# Goal
Locate every line of the data below that contains the word "When", and copy each of those lines in full.
════════════════════
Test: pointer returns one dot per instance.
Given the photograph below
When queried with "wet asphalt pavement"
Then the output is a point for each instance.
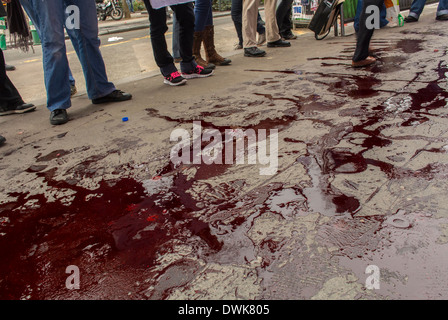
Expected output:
════════════════════
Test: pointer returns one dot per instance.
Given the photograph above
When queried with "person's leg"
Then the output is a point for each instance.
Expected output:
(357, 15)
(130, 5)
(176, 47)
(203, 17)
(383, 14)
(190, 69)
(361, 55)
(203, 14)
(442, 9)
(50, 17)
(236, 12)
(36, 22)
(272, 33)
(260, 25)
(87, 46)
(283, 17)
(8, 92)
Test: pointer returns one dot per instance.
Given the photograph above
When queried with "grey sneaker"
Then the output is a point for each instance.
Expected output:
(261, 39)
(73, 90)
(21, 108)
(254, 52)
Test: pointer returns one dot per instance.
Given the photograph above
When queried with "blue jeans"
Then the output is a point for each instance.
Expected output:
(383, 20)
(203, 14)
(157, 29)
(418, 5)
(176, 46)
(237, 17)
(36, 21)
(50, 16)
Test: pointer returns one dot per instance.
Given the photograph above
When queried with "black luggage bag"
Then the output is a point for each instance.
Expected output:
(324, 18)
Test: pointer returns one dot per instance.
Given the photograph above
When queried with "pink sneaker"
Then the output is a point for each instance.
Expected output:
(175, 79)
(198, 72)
════════════════════
# Task result
When queried with "wet asphalt pavement"
When queried with "person's leg"
When queried with "grey sneaker"
When queried with "blue jeans"
When queried with "black luggage bag"
When queried with "pink sneaker"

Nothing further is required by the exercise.